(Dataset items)
----------------
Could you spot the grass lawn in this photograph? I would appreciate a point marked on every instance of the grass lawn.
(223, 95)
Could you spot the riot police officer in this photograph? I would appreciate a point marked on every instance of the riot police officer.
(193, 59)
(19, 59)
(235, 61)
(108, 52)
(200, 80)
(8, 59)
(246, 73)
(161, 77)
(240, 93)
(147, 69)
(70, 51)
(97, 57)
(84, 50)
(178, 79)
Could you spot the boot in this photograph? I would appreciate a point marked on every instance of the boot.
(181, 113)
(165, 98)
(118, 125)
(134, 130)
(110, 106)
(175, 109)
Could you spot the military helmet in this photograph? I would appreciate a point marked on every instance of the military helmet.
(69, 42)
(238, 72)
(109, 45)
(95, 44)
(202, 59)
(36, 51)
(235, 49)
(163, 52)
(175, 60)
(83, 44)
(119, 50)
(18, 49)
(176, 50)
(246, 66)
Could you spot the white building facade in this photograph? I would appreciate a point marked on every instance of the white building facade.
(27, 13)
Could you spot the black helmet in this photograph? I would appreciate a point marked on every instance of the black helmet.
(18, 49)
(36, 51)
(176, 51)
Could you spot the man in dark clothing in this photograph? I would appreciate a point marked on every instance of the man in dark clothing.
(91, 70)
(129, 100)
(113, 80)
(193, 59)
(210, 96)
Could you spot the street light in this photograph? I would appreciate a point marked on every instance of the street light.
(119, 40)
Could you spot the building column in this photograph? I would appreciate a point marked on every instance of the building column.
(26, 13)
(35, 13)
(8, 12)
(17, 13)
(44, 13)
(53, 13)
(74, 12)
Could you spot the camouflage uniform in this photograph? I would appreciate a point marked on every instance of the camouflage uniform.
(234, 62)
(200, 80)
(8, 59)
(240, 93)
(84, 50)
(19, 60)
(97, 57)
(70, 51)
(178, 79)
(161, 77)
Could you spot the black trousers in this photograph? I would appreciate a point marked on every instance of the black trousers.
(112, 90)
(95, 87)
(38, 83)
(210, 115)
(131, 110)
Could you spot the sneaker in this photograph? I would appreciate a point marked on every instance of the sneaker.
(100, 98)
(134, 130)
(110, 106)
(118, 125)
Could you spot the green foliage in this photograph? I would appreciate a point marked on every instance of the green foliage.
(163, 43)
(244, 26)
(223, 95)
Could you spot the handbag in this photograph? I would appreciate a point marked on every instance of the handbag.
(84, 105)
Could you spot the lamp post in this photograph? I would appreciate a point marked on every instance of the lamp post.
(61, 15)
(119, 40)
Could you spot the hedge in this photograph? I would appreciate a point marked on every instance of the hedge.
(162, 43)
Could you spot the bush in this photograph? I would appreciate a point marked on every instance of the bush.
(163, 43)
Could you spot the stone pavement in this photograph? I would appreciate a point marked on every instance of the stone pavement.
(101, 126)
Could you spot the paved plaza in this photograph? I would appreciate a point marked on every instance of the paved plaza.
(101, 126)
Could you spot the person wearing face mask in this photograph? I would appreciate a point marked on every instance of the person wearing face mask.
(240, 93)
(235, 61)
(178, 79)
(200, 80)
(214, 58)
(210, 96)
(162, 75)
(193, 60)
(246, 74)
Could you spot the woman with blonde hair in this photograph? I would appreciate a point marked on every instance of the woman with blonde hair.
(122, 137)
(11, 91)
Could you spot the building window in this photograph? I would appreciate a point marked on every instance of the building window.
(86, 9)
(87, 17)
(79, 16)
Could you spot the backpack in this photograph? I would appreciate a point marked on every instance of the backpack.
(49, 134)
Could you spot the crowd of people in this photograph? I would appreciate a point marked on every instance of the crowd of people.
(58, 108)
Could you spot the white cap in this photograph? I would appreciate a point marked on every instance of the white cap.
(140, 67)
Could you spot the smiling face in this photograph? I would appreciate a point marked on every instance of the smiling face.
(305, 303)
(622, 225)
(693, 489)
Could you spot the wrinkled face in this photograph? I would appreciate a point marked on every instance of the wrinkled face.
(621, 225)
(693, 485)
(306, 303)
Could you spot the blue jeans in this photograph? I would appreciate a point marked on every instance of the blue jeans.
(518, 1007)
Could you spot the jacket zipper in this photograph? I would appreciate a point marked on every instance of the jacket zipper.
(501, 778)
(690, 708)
----------------
Copy every record above exactly as it is.

Could you spot the grass lawn in this photograph? I would appreciate a point marked on every instance of the grass lawn.
(223, 95)
Could you spot the riot police officer in this photograph? I would appreciate a point marked on every instance of the riot police officer.
(193, 59)
(19, 59)
(235, 61)
(108, 52)
(200, 80)
(8, 59)
(246, 73)
(161, 77)
(240, 93)
(147, 69)
(70, 51)
(97, 57)
(84, 50)
(178, 79)
Could you spot the boot in this photograph? I would appreciate a point marked on every instance of the boot.
(181, 113)
(165, 98)
(118, 125)
(134, 130)
(110, 106)
(175, 109)
Could you spot the military helmet in this photograph? I would appreciate a point marked on every instance of the military helmet.
(69, 42)
(238, 72)
(109, 45)
(95, 44)
(202, 59)
(36, 51)
(235, 49)
(163, 52)
(175, 60)
(83, 44)
(119, 50)
(18, 49)
(176, 50)
(246, 66)
Could you spot the white building facade in this photograph? I would appreciate a point marked on every instance of the white building facade.
(27, 13)
Could you spot the black helmet in this photograph? I would appreciate a point marked on every instance of the black helmet.
(18, 49)
(36, 51)
(176, 51)
Could you spot the man in dark clothing in this photograph? I would appreciate a point marked on every instance of the man in dark clothing.
(91, 70)
(129, 100)
(113, 80)
(193, 59)
(210, 96)
Could you spot the street light in this photograph? I would appreciate a point marked on every instance of the street light.
(119, 40)
Could you spot the building column in this photograph? I would appreciate a point marked on every instance of the building column.
(26, 13)
(35, 13)
(8, 12)
(17, 13)
(44, 13)
(53, 13)
(74, 12)
Could you spot the camouflage uniform in this photograph? I would appreciate a point marked on every instance of the camouflage uniform.
(234, 62)
(200, 80)
(8, 59)
(240, 93)
(84, 50)
(19, 60)
(97, 57)
(70, 51)
(178, 79)
(161, 77)
Could you spot the black trousers in this photograph? I would appreciate a point marked on every instance of the black trousers.
(112, 90)
(95, 87)
(38, 83)
(210, 115)
(131, 110)
Could you spot the sneaker in this photograph? I would appreciate a point marked on every instance of the sneaker.
(100, 98)
(134, 130)
(110, 106)
(118, 125)
Could you spot the green foliage in this photograph? I would appreciate a point marked on every instance of the green foliage.
(163, 43)
(244, 26)
(223, 95)
Could you spot the handbag in this photograph? I would appreciate a point marked on every instance of the handbag.
(84, 105)
Could you spot the lamp post in this photograph? I would appreciate a point marked on every instance of the lamp post.
(61, 15)
(119, 40)
Could you spot the hedge in this photograph? I would appreciate a point marked on every instance of the hedge.
(162, 43)
Could you spot the bush in this photograph? I would appreciate a point marked on every instance of the bush.
(163, 43)
Could you spot the stone pavement in this photograph? I would appreciate a point marked on every instance of the stone pavement.
(101, 126)
Could you spot the paved plaza in this photograph? I would appreciate a point marked on every instance of the paved plaza.
(101, 126)
Could you spot the person wearing face mask in this photograph? I would appreciate a point marked on every instance of the person wearing face mask.
(240, 93)
(235, 61)
(178, 79)
(200, 80)
(214, 58)
(210, 96)
(162, 75)
(193, 60)
(246, 74)
Could you spot the woman with blonde hair in this photograph? I would appreciate a point marked on every instance of the woman with blonde hair.
(122, 137)
(11, 91)
Could you spot the building window in this photograph? I would appreciate a point marked on every instance of the building window.
(86, 9)
(87, 17)
(79, 16)
Could you spot the backpack in this photograph? I would appreciate a point marked on every instance of the backpack.
(49, 134)
Could you spot the crowd of people in this photograph? I would appreciate a point marked on every instance of the crowd of people.
(58, 108)
Could you spot the white cap in this photograph? I would appreciate a point marked on every instance of the white cap.
(140, 67)
Could you spot the smiling face in this photograph? I would appreciate a point marked on every instance of the smiling face.
(305, 303)
(622, 225)
(693, 489)
Could you spot the wrinkled face in this photograph? I would appreciate a point marked on every instance of the wrinkled face.
(621, 225)
(693, 485)
(306, 303)
Could you spot the blue jeans in this photograph? I would appreciate a point marked on every instance of the blue jeans.
(518, 1007)
Could you spot the jacket zipper in this photograph? I would appreciate a point marked on every instance of the jacket zipper.
(501, 778)
(690, 708)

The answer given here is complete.